▶ [Short task] Arrange the entries below as a two-column CSV with the columns "entry" and "answer", one row for each entry, starting at the line with "Pinpoint window frame in the frame above." and running through the last entry. Put each entry's text and its answer in one quoted field apiece, and turn line breaks into spaces.

Excerpts of labeled region entries
===============
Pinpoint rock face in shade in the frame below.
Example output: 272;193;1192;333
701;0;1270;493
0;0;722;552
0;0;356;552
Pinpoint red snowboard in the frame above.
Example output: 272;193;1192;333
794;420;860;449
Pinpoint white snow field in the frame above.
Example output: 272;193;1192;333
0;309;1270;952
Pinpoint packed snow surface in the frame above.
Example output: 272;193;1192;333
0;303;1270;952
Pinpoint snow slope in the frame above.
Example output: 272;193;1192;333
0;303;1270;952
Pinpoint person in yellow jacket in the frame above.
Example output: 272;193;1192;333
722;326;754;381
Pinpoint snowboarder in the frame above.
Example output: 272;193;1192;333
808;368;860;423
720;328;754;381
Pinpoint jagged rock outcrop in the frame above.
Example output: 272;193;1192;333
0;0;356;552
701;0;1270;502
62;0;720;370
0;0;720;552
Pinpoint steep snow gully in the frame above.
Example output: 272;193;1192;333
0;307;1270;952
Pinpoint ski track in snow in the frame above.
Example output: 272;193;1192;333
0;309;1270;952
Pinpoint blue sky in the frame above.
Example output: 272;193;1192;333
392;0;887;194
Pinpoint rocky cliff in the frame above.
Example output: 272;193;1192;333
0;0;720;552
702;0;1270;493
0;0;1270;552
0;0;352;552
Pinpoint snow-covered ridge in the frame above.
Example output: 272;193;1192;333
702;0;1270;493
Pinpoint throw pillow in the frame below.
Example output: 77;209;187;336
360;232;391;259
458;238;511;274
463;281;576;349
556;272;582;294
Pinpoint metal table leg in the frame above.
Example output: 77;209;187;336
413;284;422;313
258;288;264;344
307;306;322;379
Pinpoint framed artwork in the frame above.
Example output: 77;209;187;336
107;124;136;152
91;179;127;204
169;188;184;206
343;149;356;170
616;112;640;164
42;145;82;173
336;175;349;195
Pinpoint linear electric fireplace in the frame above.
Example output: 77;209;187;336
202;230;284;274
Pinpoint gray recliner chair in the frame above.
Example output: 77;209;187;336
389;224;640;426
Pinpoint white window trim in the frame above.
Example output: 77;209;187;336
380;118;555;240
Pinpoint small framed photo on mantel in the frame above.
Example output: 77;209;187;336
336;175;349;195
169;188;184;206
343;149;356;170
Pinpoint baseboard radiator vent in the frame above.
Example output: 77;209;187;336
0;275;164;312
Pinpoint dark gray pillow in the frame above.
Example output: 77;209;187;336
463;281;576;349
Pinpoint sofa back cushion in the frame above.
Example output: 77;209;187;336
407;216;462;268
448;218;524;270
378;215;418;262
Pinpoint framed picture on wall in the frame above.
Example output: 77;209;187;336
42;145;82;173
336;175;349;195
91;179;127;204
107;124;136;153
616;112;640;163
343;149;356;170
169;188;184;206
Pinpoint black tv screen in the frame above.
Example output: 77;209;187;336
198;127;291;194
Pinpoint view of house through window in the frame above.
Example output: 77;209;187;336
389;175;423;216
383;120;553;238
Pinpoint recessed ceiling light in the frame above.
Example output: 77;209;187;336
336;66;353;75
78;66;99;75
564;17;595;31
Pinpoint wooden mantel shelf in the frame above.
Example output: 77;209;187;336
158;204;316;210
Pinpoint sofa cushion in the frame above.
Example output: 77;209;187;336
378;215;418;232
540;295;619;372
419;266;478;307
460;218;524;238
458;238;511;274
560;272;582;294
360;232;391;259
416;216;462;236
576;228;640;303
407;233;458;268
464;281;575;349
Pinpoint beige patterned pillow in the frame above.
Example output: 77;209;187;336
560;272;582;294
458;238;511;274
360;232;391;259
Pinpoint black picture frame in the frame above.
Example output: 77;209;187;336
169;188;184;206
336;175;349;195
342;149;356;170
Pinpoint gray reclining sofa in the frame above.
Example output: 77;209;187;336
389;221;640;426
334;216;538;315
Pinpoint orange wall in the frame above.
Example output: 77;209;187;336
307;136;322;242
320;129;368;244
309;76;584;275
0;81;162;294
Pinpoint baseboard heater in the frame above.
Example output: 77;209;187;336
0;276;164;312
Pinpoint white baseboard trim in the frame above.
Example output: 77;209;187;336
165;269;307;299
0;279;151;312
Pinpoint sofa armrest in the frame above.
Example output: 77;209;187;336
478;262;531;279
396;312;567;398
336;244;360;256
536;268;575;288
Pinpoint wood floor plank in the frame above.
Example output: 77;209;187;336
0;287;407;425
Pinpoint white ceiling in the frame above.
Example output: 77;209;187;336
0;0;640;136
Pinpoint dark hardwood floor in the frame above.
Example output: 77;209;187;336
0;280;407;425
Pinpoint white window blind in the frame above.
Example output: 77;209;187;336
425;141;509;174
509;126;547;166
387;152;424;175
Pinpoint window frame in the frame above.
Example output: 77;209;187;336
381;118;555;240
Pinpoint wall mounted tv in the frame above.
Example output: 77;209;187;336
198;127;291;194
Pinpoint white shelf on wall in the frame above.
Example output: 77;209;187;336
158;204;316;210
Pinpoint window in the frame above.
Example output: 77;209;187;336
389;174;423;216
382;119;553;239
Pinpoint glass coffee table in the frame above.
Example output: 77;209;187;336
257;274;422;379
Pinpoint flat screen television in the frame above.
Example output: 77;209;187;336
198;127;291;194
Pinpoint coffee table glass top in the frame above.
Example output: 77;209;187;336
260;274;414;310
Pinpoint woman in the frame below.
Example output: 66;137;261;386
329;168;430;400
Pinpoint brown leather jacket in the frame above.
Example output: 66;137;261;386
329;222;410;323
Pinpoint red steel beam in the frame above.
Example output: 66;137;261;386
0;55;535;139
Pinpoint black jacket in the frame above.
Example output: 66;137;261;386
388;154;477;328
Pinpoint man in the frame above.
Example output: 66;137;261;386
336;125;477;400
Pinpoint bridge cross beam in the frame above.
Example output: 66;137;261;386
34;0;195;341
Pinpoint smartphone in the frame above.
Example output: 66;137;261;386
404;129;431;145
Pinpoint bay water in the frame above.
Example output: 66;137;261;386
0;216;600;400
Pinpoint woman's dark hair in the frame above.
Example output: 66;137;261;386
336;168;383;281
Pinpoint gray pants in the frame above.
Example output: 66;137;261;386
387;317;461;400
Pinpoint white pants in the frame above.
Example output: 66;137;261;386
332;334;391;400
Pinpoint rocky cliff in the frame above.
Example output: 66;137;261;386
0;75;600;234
===============
▶ [Written reply]
entry,answer
"Pinpoint window frame in the frame above. Example output: 77;209;187;336","381;118;555;240"
"Pinpoint wall mounted tv in the frame above. Example output: 77;209;187;336","198;127;291;194"
"Pinpoint white shelf on wall in the frame above. Example output: 77;209;187;336","158;204;316;210"
"Pinpoint window in the frame above. Example output: 77;209;187;336","389;174;423;216 382;119;553;239"
"Pinpoint glass coffee table in the frame above. Example output: 77;209;187;336","257;274;422;379"
"Pinpoint flat screen television in the frame above. Example output: 77;209;187;336","198;127;291;194"
"Pinpoint coffee table glass top in the frame above. Example output: 77;209;187;336","260;274;414;310"
"Pinpoint woman in the frame below. Example output: 66;137;261;386","329;168;430;400"
"Pinpoint brown leather jacket in the frame above. Example output: 66;137;261;386","329;222;410;323"
"Pinpoint red steel beam in the frame above. Example output: 66;137;261;386","0;55;535;139"
"Pinpoint black jacket in the frame above. Example output: 66;137;261;386","388;154;477;328"
"Pinpoint man in the frame above. Example output: 66;137;261;386","336;125;477;400"
"Pinpoint bridge cross beam in the frame above. Example output: 66;137;261;386","34;0;195;341"
"Pinpoint smartphone in the frame above. Example output: 66;137;261;386","404;129;431;145"
"Pinpoint bay water in the frame above. Example output: 66;137;261;386","0;216;600;400"
"Pinpoint woman's dark hair in the frame above. Example output: 66;137;261;386","336;168;383;281"
"Pinpoint gray pants in the frame above. Example output: 66;137;261;386","387;317;461;400"
"Pinpoint white pants in the frame above. Example output: 66;137;261;386","332;334;391;400"
"Pinpoint rocky cliff in the frame above. Example output: 66;137;261;386","0;75;600;234"